- Work required -
Copy out the listing lines below, starting with the line that contains "Target: **cumulus cloud**" and going on through the line that contains "47 12 L 61 14", both included. Retype each of those lines without any change, and nothing else.

--- start Data section ---

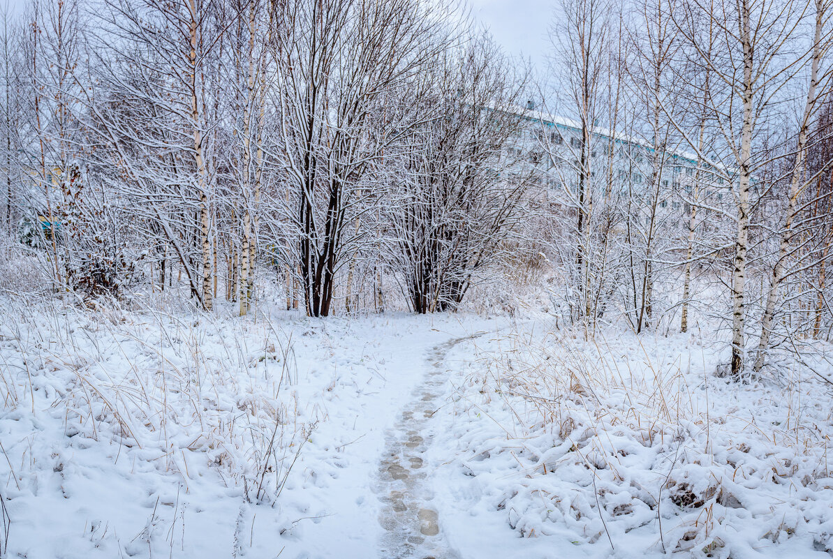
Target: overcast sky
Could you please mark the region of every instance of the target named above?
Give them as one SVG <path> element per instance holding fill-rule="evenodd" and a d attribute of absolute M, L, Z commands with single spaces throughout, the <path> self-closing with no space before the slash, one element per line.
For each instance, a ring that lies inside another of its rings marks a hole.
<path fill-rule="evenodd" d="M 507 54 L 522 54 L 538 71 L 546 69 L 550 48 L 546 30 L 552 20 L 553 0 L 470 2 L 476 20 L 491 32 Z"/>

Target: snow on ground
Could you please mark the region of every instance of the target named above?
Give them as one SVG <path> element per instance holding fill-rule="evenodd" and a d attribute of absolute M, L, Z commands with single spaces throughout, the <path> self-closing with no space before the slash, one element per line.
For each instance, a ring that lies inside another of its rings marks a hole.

--- end Data section ---
--- start Data section ---

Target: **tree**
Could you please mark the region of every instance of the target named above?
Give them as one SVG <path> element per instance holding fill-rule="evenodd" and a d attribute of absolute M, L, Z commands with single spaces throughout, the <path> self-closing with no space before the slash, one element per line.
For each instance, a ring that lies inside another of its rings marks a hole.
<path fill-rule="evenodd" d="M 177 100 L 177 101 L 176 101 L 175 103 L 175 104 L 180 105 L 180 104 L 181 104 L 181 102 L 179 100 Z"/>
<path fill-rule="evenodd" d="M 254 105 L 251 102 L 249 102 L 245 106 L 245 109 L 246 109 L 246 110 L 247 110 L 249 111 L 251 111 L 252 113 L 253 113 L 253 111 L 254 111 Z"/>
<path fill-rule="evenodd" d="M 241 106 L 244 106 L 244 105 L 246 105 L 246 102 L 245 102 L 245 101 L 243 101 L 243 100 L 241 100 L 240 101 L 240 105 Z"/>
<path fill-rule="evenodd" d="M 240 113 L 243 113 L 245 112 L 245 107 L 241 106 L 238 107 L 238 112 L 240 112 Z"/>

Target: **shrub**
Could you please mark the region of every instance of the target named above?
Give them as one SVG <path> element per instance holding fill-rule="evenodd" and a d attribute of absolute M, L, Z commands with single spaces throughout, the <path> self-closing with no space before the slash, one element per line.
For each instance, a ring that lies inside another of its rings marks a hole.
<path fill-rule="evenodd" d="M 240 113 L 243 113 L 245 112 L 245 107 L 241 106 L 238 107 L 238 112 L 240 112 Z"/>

--- end Data section ---
--- start Data section ---

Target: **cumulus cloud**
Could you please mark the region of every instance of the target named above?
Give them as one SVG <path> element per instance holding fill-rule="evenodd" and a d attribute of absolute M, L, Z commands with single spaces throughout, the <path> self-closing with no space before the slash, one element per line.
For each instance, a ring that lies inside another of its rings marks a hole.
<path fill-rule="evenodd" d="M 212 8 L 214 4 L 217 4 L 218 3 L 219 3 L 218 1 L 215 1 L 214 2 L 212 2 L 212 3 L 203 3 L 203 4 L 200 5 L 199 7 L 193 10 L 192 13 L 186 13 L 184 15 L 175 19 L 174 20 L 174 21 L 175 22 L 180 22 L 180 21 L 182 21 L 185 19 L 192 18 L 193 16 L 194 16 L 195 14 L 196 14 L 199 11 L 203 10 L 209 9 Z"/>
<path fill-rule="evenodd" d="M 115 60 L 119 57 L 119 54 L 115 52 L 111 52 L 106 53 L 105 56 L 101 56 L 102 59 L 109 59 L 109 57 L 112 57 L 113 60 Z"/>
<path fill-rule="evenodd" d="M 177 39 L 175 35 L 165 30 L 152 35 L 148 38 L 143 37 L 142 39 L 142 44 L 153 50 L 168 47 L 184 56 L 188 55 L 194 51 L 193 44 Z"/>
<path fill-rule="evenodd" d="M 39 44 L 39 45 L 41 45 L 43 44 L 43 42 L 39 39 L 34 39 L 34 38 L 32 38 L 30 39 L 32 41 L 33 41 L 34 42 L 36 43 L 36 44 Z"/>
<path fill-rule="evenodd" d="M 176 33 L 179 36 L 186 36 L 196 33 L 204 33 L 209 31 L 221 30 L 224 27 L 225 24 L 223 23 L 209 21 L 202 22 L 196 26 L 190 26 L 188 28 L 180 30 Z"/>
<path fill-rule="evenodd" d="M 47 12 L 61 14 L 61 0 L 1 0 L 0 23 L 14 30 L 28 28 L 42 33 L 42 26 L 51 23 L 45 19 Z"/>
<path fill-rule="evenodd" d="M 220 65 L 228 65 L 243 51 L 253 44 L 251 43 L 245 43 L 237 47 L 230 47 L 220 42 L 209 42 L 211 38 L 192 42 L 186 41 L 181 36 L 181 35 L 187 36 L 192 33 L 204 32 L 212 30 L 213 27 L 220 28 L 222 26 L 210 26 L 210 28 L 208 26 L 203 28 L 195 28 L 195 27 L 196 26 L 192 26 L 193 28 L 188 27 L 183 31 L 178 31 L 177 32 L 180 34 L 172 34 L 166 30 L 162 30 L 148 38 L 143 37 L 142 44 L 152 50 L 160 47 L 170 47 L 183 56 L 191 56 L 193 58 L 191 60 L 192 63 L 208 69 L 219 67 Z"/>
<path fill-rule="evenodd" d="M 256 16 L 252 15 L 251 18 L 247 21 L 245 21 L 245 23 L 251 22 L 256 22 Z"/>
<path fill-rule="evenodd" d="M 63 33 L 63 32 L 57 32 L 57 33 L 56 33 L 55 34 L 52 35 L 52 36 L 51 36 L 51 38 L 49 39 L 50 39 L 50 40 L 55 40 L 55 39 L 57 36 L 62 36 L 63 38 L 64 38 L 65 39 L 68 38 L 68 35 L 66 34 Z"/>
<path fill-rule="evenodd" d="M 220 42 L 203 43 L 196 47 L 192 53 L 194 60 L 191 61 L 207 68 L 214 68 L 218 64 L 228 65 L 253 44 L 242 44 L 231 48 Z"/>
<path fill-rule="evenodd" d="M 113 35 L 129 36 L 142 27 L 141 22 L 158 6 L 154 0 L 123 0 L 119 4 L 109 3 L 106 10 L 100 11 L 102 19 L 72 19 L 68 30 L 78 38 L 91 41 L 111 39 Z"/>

--- end Data section ---

- Task result -
Target: **cumulus cloud**
Could you please mark the region of every instance of the target named above?
Give them as one SVG <path> element per instance holding fill-rule="evenodd" and a d attribute of absolute M, L, Z commands with single spaces throughout, the <path> self-closing with no space before the slash, one element per line.
For each instance, a ring that lies inside another of its rings marks a hole.
<path fill-rule="evenodd" d="M 212 8 L 214 4 L 217 4 L 218 3 L 219 3 L 218 1 L 215 1 L 214 2 L 212 2 L 212 3 L 203 3 L 203 4 L 200 5 L 199 7 L 193 10 L 192 13 L 186 13 L 184 15 L 175 19 L 174 20 L 174 21 L 175 22 L 180 22 L 180 21 L 182 21 L 185 19 L 192 18 L 193 16 L 194 16 L 195 14 L 196 14 L 199 11 L 203 10 L 209 9 Z"/>
<path fill-rule="evenodd" d="M 115 60 L 119 57 L 119 54 L 115 52 L 111 52 L 106 53 L 105 56 L 101 56 L 102 59 L 109 59 L 109 57 L 112 57 L 113 60 Z"/>
<path fill-rule="evenodd" d="M 177 39 L 175 35 L 165 30 L 152 35 L 148 38 L 143 37 L 142 39 L 142 44 L 153 50 L 168 47 L 184 56 L 188 55 L 194 51 L 193 44 Z"/>
<path fill-rule="evenodd" d="M 39 44 L 39 45 L 41 45 L 43 44 L 43 42 L 39 39 L 34 39 L 34 38 L 32 38 L 30 39 L 32 41 L 33 41 L 34 42 L 36 43 L 36 44 Z"/>
<path fill-rule="evenodd" d="M 176 33 L 179 36 L 186 36 L 196 33 L 204 33 L 209 31 L 221 30 L 224 27 L 225 24 L 223 23 L 209 21 L 202 22 L 196 26 L 190 26 L 188 28 L 180 30 Z"/>
<path fill-rule="evenodd" d="M 47 12 L 61 14 L 61 0 L 1 0 L 0 23 L 14 30 L 28 28 L 42 33 L 42 26 L 51 23 L 45 19 Z"/>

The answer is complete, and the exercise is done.